Please write out exactly the lines that begin at the line containing "Dataset class: leaf-covered" and run to the end of the records.

===== Data for this exercise

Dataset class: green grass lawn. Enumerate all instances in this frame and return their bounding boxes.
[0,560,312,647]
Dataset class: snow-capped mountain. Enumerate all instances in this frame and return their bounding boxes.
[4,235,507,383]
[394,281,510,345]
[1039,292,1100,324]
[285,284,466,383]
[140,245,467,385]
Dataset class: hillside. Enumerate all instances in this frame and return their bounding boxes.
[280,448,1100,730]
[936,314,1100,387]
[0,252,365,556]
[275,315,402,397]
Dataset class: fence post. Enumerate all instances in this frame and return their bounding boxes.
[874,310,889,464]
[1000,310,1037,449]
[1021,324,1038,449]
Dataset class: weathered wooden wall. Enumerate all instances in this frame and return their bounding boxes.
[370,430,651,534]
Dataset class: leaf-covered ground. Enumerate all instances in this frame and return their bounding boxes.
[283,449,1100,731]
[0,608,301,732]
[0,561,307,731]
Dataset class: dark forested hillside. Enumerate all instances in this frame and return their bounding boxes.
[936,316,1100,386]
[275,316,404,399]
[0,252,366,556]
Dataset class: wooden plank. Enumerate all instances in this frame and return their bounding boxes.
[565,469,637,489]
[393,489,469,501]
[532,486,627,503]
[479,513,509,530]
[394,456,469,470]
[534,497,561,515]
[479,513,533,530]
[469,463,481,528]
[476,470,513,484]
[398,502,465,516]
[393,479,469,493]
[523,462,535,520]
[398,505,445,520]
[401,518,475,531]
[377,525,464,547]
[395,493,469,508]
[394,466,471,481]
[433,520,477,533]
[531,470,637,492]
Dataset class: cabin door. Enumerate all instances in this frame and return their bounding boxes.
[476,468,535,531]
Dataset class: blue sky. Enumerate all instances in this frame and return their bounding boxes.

==========

◆ Task answer:
Dataset class: leaf-covered ground. Enumerate all instances in this frame and return their bounding boxes.
[283,449,1100,731]
[0,608,301,732]
[0,561,307,731]
Dataset class: dark forested hillside. Enumerate all instances in this frame and return their bounding boxes.
[936,316,1100,386]
[275,316,404,399]
[0,252,366,556]
Dataset class: wooden plank. Enumerate all instances in this frame and return their bounding boxes.
[565,469,637,489]
[393,489,469,501]
[532,486,627,503]
[479,513,509,530]
[394,456,469,470]
[534,497,561,515]
[479,513,533,530]
[469,463,481,528]
[476,470,513,484]
[398,502,465,516]
[393,479,469,493]
[523,462,535,520]
[398,505,445,520]
[401,518,475,531]
[377,525,464,547]
[395,493,469,508]
[394,466,471,481]
[433,520,477,533]
[531,470,637,492]
Dataset class: cabin door. Enumerate all instances in this frame and return their bounding boxes.
[476,468,535,531]
Dataset class: blue sky. Enumerate all instances in this frame and return their bounding boxes.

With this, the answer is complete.